WHAT YOU ARE ASKED TO DO ::
Please repeat the whole listing verbatim.

++++ ENTRIES SUPPLIED

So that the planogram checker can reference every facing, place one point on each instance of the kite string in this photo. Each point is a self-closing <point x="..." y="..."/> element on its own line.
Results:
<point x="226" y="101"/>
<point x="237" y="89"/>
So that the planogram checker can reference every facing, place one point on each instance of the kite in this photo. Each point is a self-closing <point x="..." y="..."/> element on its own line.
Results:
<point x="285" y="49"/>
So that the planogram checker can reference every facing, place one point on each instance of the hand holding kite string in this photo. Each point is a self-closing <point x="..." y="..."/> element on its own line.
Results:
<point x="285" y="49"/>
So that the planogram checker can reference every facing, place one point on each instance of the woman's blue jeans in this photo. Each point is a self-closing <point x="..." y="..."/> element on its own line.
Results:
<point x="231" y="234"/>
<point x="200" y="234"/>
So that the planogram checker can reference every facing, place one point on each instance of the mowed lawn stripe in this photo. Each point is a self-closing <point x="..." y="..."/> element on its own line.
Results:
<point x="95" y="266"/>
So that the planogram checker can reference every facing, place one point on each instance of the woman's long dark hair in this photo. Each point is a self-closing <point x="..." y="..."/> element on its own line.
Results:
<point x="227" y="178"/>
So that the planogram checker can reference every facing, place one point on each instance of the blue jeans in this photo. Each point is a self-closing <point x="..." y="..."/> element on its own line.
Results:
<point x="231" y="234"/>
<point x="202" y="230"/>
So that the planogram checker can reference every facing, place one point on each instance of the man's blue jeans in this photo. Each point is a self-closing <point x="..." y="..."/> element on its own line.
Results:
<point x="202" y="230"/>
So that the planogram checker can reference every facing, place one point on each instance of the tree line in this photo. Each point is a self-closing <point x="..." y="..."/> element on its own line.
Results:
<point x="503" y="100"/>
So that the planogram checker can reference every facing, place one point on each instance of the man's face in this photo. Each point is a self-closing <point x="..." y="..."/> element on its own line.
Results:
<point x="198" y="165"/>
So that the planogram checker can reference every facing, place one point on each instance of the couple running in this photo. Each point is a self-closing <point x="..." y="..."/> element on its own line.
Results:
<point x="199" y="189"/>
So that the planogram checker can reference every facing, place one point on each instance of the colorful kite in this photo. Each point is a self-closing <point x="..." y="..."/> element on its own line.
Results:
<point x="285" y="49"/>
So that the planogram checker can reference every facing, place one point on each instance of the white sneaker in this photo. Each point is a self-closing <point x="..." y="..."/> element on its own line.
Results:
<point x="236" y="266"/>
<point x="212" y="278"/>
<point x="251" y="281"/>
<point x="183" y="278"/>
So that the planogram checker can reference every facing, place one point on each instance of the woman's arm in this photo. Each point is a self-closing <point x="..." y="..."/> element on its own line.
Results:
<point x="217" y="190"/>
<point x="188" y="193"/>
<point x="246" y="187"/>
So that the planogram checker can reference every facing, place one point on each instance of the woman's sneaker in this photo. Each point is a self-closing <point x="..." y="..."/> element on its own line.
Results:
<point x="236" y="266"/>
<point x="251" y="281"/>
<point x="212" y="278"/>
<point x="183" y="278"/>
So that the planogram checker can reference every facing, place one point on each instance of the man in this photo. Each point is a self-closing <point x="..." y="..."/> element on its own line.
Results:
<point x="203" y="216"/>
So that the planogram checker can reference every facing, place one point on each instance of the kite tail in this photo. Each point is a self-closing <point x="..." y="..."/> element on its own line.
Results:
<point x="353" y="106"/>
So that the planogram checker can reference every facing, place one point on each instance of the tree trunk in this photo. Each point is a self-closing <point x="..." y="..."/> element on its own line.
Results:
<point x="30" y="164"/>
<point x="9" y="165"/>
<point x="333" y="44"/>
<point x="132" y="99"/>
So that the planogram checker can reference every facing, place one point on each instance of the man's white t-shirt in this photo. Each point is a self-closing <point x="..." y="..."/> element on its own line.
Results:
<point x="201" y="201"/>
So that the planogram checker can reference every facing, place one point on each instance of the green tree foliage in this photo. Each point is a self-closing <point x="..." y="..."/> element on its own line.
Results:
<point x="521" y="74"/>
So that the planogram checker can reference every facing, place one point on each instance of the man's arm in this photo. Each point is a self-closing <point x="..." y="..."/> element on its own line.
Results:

++++++++

EXERCISE OUTPUT ::
So that the planogram checker can reference every facing, place one point on each instance of the kite string in this photo. Each point is a self-closing <point x="..." y="..."/> element on its own line.
Results:
<point x="226" y="101"/>
<point x="237" y="89"/>
So that the planogram checker can reference every facing, place one point on each instance of the kite in this photo. Each point is a self-closing <point x="..." y="..."/> element on its own line.
Results:
<point x="285" y="49"/>
So that the planogram checker can reference every facing, place one point on each instance of the hand holding kite string in this photo. Each point is a self-closing <point x="..." y="..."/> element on its own line.
Results:
<point x="285" y="49"/>
So that the planogram checker can reference every facing, place one point on each instance of the woman's blue jeans in this photo. Each point is a self-closing <point x="..." y="..."/> element on its own line.
Results:
<point x="231" y="234"/>
<point x="200" y="234"/>
So that the planogram checker can reference every facing, place one point on each instance of the mowed lawn stripe in this photo. Each point is a self-closing <point x="..." y="..."/> element on its own line.
Results:
<point x="95" y="266"/>
So that the planogram checker can reference every facing, place one point on each instance of the woman's long dark hair in this photo. Each point is a self-closing <point x="..." y="..."/> element on its own line.
Results:
<point x="227" y="178"/>
So that the planogram checker can reference every facing, place one point on each instance of the blue jeans in this photo. Each point is a self-closing <point x="..." y="..."/> element on its own line.
Results:
<point x="231" y="234"/>
<point x="202" y="230"/>
So that the planogram checker can reference every facing, place one point on each instance of the man's blue jeans in this photo. Each point is a self-closing <point x="..." y="..."/> element on its own line.
Results:
<point x="202" y="230"/>
So that the planogram checker can reference every facing, place one point on each instance of the tree line in this photo. Each point is a self-closing <point x="..." y="..."/> element on its own line.
Results:
<point x="503" y="100"/>
So that the planogram checker can reference every facing, place one point on each instance of the man's face in this photo. Each point is a self-closing <point x="..." y="..."/> element on its own line.
Results:
<point x="198" y="165"/>
So that the planogram checker can reference every facing, place one point on each instance of the couple running in this photo. Each point is a self-closing <point x="..." y="..."/> element on its own line.
Results:
<point x="199" y="189"/>
So that the planogram checker can reference every facing, place one point on each instance of the colorful kite in this photo. Each point is a self-closing <point x="..." y="..."/> element on its own line.
Results:
<point x="285" y="49"/>
So that the planogram checker can reference every facing, place one point on each instance of the white sneaker in this photo. Each point is a self-closing <point x="..." y="..."/> element on its own line.
Results:
<point x="236" y="266"/>
<point x="212" y="278"/>
<point x="251" y="281"/>
<point x="183" y="278"/>
So that the planogram checker can reference every facing, place one point on each instance of the woman's arm in this photo. Each point is a self-closing <point x="..." y="..."/> element on its own line.
Results:
<point x="217" y="190"/>
<point x="188" y="193"/>
<point x="246" y="187"/>
So that the planogram checker can reference every facing, place one point on each instance of the woman's sneaker in this photo. Each point is a self-closing <point x="..." y="..."/> element on its own line.
Results:
<point x="236" y="266"/>
<point x="251" y="281"/>
<point x="212" y="278"/>
<point x="183" y="278"/>
So that the planogram checker can reference every facing, place one point on each instance of the man in this photo. Each point is a self-closing <point x="..." y="..."/> element on its own line.
Results:
<point x="203" y="216"/>
So that the planogram checker can reference every facing, place one point on each instance of the kite tail in this photo. Each point is a self-closing <point x="..." y="..."/> element on its own line.
Results:
<point x="353" y="106"/>
So that the planogram checker can reference every facing, place one point on each instance of the tree trunk in this photo. Each point is a self-closing <point x="..." y="..."/> element on its own line.
Results:
<point x="30" y="164"/>
<point x="9" y="165"/>
<point x="333" y="44"/>
<point x="132" y="99"/>
So that the planogram checker can reference every facing, place one point on each instance of the man's white t-shirt in this photo. Each point is a self-closing <point x="..." y="..."/> element on its own line.
Results:
<point x="201" y="201"/>
So that the planogram checker can reference every facing, place one point on each instance of the green tree foliage in this photo. Each point is a self-closing <point x="..." y="..."/> element on its own line.
Results:
<point x="521" y="74"/>
So that the planogram checker can reference every facing, place one point on each instance of the man's arm in this photo. Each point is a self-closing <point x="..." y="..."/> element on its own line.
Results:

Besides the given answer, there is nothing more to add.